**Exercise prompt**
Pick out each line of the data below that has the word "feather" in it, and copy those lines. Upper and lower case count.

**Data for this task**
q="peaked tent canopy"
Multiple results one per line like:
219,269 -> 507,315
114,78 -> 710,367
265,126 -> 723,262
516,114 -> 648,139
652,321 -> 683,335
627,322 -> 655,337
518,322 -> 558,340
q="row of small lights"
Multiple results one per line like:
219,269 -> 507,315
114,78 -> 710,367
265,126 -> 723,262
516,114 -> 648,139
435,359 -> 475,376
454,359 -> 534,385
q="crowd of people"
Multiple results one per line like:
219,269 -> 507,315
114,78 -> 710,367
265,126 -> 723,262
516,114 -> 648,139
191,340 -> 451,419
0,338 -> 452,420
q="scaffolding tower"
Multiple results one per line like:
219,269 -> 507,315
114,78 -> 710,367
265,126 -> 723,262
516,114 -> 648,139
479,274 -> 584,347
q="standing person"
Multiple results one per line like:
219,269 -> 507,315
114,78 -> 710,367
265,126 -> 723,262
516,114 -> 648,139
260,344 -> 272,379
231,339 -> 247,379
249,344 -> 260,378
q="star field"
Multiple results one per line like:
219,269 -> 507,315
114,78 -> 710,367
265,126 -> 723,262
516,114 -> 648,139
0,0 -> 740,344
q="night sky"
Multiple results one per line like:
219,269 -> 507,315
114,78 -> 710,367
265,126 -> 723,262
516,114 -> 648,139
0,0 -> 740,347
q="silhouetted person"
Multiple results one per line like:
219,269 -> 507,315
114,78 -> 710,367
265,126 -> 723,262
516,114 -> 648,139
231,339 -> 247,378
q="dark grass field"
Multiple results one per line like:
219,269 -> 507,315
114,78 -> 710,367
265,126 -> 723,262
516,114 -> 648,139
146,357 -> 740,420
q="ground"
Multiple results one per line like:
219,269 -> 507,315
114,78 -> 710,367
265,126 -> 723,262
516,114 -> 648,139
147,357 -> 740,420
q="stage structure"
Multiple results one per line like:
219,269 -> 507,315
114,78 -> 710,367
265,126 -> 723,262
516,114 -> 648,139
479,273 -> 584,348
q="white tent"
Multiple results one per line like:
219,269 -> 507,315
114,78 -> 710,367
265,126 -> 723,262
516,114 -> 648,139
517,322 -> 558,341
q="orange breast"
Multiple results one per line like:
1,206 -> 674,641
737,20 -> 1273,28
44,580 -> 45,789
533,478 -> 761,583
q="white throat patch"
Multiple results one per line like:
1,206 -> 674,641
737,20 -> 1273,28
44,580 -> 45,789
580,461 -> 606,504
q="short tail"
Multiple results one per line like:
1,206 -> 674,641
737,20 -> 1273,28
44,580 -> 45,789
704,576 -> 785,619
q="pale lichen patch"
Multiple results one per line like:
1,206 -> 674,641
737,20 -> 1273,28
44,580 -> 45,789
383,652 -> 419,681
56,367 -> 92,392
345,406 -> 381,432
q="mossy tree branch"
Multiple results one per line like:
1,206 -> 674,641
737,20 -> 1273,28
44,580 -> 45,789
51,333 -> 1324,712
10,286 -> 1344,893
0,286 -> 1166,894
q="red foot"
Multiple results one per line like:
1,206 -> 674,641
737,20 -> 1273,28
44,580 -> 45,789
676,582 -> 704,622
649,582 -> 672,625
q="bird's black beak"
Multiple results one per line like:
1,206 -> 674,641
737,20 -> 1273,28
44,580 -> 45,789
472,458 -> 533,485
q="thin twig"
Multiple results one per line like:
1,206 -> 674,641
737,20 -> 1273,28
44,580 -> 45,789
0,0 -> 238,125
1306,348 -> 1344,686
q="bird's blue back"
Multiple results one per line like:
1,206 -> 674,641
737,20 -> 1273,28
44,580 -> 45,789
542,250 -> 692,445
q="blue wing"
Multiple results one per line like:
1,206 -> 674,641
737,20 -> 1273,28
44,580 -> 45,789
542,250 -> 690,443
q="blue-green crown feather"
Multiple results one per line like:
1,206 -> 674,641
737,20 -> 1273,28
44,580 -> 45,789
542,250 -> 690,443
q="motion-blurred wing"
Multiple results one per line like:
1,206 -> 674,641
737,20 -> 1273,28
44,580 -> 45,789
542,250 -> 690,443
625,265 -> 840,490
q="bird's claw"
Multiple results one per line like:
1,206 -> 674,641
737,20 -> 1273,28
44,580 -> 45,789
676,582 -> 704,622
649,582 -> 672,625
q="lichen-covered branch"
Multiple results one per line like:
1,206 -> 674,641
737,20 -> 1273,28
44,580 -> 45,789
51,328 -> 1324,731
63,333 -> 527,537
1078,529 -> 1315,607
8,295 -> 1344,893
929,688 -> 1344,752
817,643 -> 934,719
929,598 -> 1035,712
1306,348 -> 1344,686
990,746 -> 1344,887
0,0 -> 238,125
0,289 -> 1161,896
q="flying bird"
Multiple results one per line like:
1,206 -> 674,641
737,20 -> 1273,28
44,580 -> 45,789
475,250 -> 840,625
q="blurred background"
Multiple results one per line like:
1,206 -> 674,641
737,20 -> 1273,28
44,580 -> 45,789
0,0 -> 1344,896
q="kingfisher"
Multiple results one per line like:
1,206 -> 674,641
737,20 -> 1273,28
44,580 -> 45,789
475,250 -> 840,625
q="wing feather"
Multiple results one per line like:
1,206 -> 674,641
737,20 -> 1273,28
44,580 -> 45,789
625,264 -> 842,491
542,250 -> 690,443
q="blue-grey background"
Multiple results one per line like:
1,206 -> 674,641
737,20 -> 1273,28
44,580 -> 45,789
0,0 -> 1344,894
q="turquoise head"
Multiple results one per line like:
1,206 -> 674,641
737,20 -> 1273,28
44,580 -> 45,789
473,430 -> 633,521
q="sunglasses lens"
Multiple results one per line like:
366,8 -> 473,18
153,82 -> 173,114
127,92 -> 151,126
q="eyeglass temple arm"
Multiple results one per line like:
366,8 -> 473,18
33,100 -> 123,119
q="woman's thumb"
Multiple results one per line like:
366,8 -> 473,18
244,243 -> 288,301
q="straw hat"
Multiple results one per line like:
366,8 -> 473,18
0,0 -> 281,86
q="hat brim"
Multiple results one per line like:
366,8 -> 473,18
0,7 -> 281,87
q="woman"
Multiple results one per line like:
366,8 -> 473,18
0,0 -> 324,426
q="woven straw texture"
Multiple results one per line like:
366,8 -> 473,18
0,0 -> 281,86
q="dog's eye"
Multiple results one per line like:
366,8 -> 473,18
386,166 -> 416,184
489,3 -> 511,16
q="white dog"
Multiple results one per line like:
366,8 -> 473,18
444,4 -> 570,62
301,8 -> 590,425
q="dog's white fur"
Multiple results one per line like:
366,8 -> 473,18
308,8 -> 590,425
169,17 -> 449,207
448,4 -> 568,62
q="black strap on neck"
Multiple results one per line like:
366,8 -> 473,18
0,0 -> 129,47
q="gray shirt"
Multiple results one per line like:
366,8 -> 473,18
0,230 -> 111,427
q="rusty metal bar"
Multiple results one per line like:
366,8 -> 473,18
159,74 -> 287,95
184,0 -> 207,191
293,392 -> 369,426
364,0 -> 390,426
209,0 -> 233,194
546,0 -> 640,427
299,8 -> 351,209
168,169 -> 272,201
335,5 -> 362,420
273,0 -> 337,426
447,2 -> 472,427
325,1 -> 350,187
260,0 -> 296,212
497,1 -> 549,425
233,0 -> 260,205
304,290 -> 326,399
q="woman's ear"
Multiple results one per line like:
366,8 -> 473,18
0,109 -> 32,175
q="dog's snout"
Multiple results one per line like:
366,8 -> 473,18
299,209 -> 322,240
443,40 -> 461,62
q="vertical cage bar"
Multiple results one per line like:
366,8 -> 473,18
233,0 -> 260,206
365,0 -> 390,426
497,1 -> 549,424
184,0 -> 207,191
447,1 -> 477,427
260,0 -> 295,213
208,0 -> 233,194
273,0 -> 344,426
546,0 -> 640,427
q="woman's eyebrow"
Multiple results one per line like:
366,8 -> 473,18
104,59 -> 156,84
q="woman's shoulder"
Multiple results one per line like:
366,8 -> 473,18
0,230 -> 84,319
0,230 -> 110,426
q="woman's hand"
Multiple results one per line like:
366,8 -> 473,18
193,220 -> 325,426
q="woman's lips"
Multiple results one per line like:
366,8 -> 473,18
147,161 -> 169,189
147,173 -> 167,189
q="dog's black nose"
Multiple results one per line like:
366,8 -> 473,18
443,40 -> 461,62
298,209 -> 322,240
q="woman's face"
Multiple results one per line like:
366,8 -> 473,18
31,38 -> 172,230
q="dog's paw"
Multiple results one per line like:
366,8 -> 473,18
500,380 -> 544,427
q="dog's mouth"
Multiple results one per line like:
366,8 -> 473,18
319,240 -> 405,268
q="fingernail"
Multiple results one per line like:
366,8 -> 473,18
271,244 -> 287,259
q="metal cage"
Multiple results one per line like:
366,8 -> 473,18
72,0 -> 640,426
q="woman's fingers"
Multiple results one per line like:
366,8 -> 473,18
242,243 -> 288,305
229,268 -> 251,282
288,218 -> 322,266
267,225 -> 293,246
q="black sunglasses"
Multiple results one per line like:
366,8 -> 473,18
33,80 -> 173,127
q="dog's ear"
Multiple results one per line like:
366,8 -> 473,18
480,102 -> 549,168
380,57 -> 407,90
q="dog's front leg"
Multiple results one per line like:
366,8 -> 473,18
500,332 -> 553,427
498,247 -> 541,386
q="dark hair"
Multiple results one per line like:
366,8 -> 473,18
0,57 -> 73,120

**Exercise solution**
q="blue-green crown feather"
q="wing feather"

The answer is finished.